**ABOUT THIS EXERCISE**
Answer these questions about the court judgment:
(a) On what date was the appellant convicted in the Regional Court, Cape Town?
(b) What value was alleged for the vehicle in the second charge?
(c) According to the magistrate, on how many occasions had the matter previously been enrolled for trial?

About SAFLII
Databases
Search
Terms of Use
RSS Feeds
South Africa: Western Cape High Court, Cape Town
SAFLII
>>
Databases
>>
South Africa: Western Cape High Court, Cape Town
>>
2011
>>
[2011] ZAWCHC 527
|
|
Kutwana v S (A435/11) [2011] ZAWCHC 527 (18 November 2011)
SAFLII
Note:
Certain
personal/private details of parties or witnesses have been
redacted from this document in compliance with the law
and
SAFLII
Policy
IN
THE HIGH COURT OF SOUTH AFRICA
(WESTERN
CAPE HIGH COURT. CAPE TOWN)
CASE
NO
: A435/11
DATE
:
18 November 2011
In
the matter between:
GROOVY
ZUKILE
KUTWANA
Appellant
and
THE
STATE
Respondent
JUDGMENT
BLIGNAULT.
J
Appellant
was convicted in the Regional Court, Cape Town, on 30 March 2011 on
two charges, namely one, theft of a Volkswagen Golf
motor vehicle,
the value about R35 000, which took place on 1 to 2 August 2006 at
Claremont, allegedly the property of Megan Dale.
The second charge
was theft of a Volkswagen Golf motor vehicle, the value alleged to be
R45 000. This occurred according to the
charge on 31 January 2007 and
the vehicle was the property of Dean Cannell.
At
the commencement of the trial there were certain exchanges between
the attorney representing the accused, Mr Ntsimango, and the
magistrate and also between the accused and the magistrate. The
attorney asked for a postponement of the matter. He explained that
he
had a difficulty in obtaining further particulars and then he was
only able to consult with the accused on the morning of the
12th. He
said that he needed more time to consult with the accused -and to get
proper instructions from him. The attorney
asked
for a postponement to the next day. The prosecutor opposed the
application because the case had been postponed for
trial on several
prior occasions. The magistrate placed on record that the matter had
previously been enrolled for trial on four
occasions and that it was
postponed every time due to the accused not being ready to proceed.
The detail of these occasions appear
from the magistrate's judgment
at page 61, the first time the matter was set down for plea and trial
on 1 December 2009, and on
that occasion the case was postponed
because the attorney, Mr Strauss, who then appeared, informed the
Court that his mandate had
been terminated by the accused. Then the
matter was again postponed to enable the accused to appoint advocate
Boswell, this apparently
did not occur.

**RECORD EXTRACTS**

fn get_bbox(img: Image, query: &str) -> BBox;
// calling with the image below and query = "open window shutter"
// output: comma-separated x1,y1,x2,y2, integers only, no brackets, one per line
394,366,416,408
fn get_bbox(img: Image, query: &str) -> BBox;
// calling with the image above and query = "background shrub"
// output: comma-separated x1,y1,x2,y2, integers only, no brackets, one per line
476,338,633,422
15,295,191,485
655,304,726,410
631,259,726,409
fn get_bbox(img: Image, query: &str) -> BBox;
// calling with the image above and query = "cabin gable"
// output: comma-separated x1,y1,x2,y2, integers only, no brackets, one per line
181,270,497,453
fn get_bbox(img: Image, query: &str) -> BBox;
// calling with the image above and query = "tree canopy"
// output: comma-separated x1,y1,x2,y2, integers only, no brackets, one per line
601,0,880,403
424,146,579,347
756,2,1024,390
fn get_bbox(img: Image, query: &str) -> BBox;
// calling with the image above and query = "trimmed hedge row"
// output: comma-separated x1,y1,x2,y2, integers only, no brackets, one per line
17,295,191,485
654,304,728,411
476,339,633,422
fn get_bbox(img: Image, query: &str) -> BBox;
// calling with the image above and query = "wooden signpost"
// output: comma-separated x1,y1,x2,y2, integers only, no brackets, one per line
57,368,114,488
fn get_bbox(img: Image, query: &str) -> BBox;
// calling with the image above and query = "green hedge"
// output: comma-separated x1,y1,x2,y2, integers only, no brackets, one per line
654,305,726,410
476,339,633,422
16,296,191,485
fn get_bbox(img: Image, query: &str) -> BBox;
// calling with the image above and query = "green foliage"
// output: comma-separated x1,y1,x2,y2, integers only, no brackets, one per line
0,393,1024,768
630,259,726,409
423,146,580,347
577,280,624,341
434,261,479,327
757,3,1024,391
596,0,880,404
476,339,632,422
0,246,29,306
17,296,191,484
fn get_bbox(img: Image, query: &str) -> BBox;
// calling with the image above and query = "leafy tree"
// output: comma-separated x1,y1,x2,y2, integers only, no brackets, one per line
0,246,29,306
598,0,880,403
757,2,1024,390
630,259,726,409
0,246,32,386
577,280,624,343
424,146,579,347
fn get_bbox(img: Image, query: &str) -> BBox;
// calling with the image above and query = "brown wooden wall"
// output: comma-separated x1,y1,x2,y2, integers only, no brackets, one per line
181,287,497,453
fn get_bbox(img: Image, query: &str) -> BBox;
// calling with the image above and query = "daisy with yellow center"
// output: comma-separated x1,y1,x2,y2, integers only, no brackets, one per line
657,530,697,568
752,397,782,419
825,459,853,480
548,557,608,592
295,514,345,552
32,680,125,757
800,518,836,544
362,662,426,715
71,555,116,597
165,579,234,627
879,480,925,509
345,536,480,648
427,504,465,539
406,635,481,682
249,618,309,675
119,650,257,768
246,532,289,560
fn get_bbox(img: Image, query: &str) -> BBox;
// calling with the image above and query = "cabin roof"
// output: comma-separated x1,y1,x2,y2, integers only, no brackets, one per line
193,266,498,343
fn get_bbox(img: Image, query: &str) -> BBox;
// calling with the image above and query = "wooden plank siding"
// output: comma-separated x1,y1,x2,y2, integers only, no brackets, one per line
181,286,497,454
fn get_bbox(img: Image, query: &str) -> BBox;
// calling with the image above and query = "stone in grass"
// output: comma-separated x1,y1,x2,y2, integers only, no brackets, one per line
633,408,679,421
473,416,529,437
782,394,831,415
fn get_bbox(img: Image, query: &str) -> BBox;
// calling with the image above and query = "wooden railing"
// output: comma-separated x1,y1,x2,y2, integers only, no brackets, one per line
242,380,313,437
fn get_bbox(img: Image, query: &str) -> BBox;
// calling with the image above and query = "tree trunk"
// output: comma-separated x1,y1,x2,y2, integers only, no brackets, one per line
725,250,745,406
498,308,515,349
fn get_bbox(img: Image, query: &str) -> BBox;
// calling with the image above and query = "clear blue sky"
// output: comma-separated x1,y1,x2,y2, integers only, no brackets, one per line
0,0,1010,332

**SOLUTION FOR THIS EXERCISE**
(a) 30 March 2011
(b) R45 000
(c) Four